# READING PASSAGE
=== Section Start ===
But, there may be 300,000 unemployed tech workers. While I also find it hard to believe none fit the bill, I believe most don't. So many are out of random bootcamps, self proclaimed programmers who can't solve fizzbuzz. I also have not seen any H1B in my career that is good and willing to take a 60% haircut. In my own company, they are the highest paid and are grumpy we are not paying more. They are all really good engineers too. Heck, when I was looking to move to the US, I refused tons of low paying jobs. When we opened up backend programming jobs, only a handful American citizens even applied. We hired one of them, while we needed 4. The rest didn't make it through the interview process. We also rejected tons of H1bs because they didnt make it through the process. Same salary range offered to H1Bs. And we are a fully remote. So I wonder where are these 300,000 unemployed tech workers.

Cut the fraud and it automatically becomes a decent program. Now, if one is entirely against the program of attracting foreign talent, thats a different discussion.


How do you know they are on par for the role if you are part of the program intended (by the detractors) to push down wages for everybody?

Seems that there is no way you could possibly determine that given the circumstances besides speculating about supply and demand.


> How do you know they are on par for the role if you are part of the program intended (by the detractors) to push down wages for everybody?

Because they know their salary, and what is supposed to be for their role?


some people believe that mere presence of the program itself is driving the wages down which is… funny…


Well, the way program exists now, it's utilized by two kinds of companies:

1) Someone like Verizon that uses it for cheap labor

2) Someone like Netflix that wants to hire good engineers

The way the program works now (before those changes?), it's much easier for group 1 to fill its positions via staffing agencies overseas. That's true even if a company from group 2 already know who they want to hire, since it's a lottery system.

Would be easier if this were two different visas (or program got revamped in a way that it actually works as it's sold to public), but we can't have "Cheap Human Labor Visa" for various reasons.
=== Section End ===
# MATERIAL PROVIDED
=== Section Start ===
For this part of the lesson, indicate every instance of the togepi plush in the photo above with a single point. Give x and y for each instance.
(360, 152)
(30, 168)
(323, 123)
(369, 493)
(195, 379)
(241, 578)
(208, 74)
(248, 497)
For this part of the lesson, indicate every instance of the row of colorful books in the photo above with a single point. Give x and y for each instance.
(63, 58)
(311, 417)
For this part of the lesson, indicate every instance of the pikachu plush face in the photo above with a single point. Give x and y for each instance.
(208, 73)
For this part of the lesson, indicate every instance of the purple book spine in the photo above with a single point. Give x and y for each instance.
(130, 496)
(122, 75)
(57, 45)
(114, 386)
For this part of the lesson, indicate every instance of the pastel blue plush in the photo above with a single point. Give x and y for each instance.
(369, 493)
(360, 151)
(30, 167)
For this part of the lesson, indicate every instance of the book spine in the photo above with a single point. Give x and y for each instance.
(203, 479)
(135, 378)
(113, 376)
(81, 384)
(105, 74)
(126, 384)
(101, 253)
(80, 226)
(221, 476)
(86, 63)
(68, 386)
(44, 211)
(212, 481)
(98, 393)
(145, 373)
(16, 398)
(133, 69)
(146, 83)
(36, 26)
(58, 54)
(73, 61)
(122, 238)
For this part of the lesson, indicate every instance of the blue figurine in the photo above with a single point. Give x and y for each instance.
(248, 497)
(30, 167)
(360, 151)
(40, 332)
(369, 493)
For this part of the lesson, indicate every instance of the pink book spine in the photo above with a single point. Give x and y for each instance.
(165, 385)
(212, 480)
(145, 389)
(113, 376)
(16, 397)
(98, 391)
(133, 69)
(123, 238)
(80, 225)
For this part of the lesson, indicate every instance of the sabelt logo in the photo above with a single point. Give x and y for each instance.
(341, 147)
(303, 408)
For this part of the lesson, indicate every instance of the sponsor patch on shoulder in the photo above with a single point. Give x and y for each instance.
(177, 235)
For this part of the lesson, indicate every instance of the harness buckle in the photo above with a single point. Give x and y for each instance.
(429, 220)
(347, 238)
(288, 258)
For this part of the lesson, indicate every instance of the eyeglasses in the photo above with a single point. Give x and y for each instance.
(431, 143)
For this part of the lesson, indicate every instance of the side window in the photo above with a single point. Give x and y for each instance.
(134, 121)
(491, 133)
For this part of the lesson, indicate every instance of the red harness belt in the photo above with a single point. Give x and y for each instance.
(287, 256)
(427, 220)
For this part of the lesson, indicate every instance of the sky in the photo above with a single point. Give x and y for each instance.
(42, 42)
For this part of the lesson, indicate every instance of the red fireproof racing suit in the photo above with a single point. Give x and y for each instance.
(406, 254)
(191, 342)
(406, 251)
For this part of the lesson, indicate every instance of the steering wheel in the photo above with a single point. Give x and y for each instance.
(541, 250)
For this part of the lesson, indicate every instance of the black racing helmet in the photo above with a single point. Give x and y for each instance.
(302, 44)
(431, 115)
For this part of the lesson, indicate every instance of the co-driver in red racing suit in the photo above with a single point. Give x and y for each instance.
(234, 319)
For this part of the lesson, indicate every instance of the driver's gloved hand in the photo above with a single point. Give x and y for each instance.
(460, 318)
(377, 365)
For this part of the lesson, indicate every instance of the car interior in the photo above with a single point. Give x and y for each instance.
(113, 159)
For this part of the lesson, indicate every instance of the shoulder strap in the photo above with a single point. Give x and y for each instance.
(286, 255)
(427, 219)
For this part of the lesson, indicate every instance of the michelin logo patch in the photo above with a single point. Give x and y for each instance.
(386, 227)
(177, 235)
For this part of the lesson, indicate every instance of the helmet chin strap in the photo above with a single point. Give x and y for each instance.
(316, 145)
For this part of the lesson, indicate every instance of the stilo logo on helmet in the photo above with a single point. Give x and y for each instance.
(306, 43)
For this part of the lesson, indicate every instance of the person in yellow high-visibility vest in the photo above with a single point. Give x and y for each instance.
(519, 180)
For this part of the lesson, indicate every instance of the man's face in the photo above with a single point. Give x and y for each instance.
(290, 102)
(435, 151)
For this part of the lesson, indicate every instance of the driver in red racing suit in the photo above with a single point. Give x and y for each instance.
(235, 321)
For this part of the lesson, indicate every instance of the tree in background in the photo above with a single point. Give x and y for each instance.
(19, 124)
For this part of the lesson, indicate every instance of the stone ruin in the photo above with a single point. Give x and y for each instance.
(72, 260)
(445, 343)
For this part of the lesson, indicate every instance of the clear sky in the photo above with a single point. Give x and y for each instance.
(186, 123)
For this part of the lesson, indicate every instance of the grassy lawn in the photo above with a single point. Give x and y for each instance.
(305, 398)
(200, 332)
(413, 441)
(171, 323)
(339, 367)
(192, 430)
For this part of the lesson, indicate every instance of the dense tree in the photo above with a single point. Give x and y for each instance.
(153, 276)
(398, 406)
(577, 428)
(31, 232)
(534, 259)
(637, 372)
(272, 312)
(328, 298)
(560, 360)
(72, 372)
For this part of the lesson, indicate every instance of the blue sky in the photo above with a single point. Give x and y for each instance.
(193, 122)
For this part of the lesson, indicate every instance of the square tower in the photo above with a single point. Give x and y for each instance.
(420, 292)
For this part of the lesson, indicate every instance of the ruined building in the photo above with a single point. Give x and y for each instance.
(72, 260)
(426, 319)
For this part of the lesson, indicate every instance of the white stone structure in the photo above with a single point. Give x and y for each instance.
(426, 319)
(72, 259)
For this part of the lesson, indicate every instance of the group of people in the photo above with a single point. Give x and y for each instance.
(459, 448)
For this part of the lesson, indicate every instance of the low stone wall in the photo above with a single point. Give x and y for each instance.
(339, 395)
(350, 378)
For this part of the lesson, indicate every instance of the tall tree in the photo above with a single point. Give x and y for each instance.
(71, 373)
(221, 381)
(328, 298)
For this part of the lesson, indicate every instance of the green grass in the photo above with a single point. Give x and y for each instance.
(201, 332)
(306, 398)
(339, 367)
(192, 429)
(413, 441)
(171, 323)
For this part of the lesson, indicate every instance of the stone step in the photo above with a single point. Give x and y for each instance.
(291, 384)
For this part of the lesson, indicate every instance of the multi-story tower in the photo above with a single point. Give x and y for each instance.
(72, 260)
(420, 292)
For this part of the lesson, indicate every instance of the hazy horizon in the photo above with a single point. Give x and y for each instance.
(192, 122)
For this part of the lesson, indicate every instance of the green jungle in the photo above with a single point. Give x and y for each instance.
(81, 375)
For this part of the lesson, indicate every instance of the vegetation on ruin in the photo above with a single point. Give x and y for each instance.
=== Section End ===
# LIST OF TASKS
1 – Quote each passage in the H1B discussion that ends with a question mark, and list a repeated one only once.
2 – Write the next few lines of the H1B discussion, picking up right after its last sentence.
The records aren't needed for any of this.

# SET OF ANSWERS
1 –
- "How do you know they are on par for the role if you are part of the program intended (by the detractors) to push down wages for everybody?"
- "Because they know their salary, and what is supposed to be for their role?"
- "(before those changes?)"

2 –
every problem has a solution except in America where what we THINK is a problem (and discuss ad naseum on HM) is there by design. Group 1’s lobbyist are paying A LOT more than Group 2 - hence they get the most benefit out of the program. it’ll be interesting to see next four years, I suspect the program will at minimum triple


Yup, exactly this.


I haven’t hired an American in many years. It’s forbidden.


I have a hard time hiring an American too, especially for backend jobs. But thats because they simply don't apply to the open positions we have. We don't disclose salary upfront, so the argument that "you pay less thats why" doesn't hold. We just don't get those resumes - through recruiters, direct channels, LinkedIn - even when we said we prefer citizens (due to legal costs).


> We don't disclose salary upfront, so the argument that "you pay less thats why" doesn't hold.

Yeah, it does. I assume you don't post it because it's not competitive, and in every case I've personally encountered this was the case.


What are the specific job requirements? Have you posted on HN Who’s Hiring?


> I've yet to see one with a competitive salary.

Nonsense.


> the fair wage they deserve.

Why do american citizens deserve more than non american citizens for the same work?


That's what every non-American should ask their own government and their own companies.


The American people get to decide who they want to allow in and under what conditions. If the American people decide that they should get compensated more than non-American citizens for a role falling under American jurisdiction, they can do that. And other nationalities can retaliate or pound sand, but that's it.


Sure, there is nothing non-americans can do about it. But want!=deserve


Other countries are free to compete, nobody is arguing otherwise, but it is explicitly the right of any country to determine who is allowed to compete within their nation.

What people want or deserve is irrelevant. If you live elsewhere and feel you deserve more, then that's not America's problem.


>> the fair wage they deserve.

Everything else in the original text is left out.